Le jour s’est levé. Il y a changement de décor, et se tient une conversation secrète entre Hydaspe et Aman : le courtisan veut mettre Aman dans la confidence de ce qui vient de se passer. C’est la première apparition d’Aman. L’entrevue est justifiée par la question sur laquelle embraye la tirade d’Hydaspe : « Quel est donc le secret que tu me veux apprendre ? » (N.B. On ne sait pas si Aman est venu voir le roi de bon matin pour lui demander de son côté la tête de Mardochée...)
Enjeux
Ce passage est le récit d’un événement capital : ce songe, dont il nous faut étudier la fonction dans l’économie de la pièce d’autant qu’il s’agit là d’une innovation totale de Racine
Plan
- Quatre vers qui justifient la conversation
- Le rêve (jusqu’au vers 391)
■ ■ ■ ■ ■ ■ ■
Énoncé détaillé »
Reprenez mot pour mot, dans le texte sur la scène entre Hydaspe et Aman, le passage qui commence par « Le jour s’est » et se poursuit jusqu'à « (jusqu’au vers 391) ». La liste est un matériau indépendant du texte sur la scène entre Hydaspe et Aman.
■ ■ ■ ■ ■ ■ ■
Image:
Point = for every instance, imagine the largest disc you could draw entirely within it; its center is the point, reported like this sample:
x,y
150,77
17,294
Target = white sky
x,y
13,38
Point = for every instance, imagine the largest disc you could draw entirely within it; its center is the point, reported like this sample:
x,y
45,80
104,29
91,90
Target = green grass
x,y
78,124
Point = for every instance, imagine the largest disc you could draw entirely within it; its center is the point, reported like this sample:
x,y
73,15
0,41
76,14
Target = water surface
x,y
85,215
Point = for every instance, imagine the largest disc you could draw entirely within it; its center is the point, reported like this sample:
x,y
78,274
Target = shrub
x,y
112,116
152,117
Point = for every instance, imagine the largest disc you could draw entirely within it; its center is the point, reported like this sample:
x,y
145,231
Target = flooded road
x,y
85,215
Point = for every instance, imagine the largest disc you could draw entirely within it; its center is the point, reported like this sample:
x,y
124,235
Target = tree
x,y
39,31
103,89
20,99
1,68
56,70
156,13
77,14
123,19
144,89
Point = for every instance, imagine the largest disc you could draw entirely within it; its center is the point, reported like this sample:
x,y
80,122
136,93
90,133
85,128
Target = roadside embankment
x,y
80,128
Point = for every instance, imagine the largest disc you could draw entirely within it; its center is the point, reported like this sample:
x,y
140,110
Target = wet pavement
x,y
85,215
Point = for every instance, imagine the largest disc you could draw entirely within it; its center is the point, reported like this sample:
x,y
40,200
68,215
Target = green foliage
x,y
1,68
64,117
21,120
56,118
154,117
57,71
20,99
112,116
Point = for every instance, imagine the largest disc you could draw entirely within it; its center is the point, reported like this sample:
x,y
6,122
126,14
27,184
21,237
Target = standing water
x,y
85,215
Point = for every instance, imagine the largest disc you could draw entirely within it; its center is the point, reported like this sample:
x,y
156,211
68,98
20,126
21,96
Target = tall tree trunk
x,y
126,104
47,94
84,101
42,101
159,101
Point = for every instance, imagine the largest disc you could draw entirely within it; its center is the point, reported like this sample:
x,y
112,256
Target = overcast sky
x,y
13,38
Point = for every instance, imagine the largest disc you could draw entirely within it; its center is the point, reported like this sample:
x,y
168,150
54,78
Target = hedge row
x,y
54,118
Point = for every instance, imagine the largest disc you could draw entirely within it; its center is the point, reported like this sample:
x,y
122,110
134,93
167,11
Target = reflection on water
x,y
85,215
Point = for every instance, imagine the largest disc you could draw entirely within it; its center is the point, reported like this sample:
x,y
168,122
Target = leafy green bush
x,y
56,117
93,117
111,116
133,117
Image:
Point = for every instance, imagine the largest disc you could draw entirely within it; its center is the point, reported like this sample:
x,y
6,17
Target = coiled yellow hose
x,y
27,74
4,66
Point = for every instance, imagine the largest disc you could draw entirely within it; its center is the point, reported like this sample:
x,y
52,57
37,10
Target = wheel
■ ■ ■ ■ ■ ■ ■
Réponse complète »
Le jour s’est levé. Il y a changement de décor, et se tient une conversation secrète entre Hydaspe et Aman : le courtisan veut mettre Aman dans la confidence de ce qui vient de se passer. C’est la première apparition d’Aman. L’entrevue est justifiée par la question sur laquelle embraye la tirade d’Hydaspe : « Quel est donc le secret que tu me veux apprendre ? » (N.B. On ne sait pas si Aman est venu voir le roi de bon matin pour lui demander de son côté la tête de Mardochée...)
Enjeux
Ce passage est le récit d’un événement capital : ce songe, dont il nous faut étudier la fonction dans l’économie de la pièce d’autant qu’il s’agit là d’une innovation totale de Racine
Plan
- Quatre vers qui justifient la conversation
- Le rêve (jusqu’au vers 391)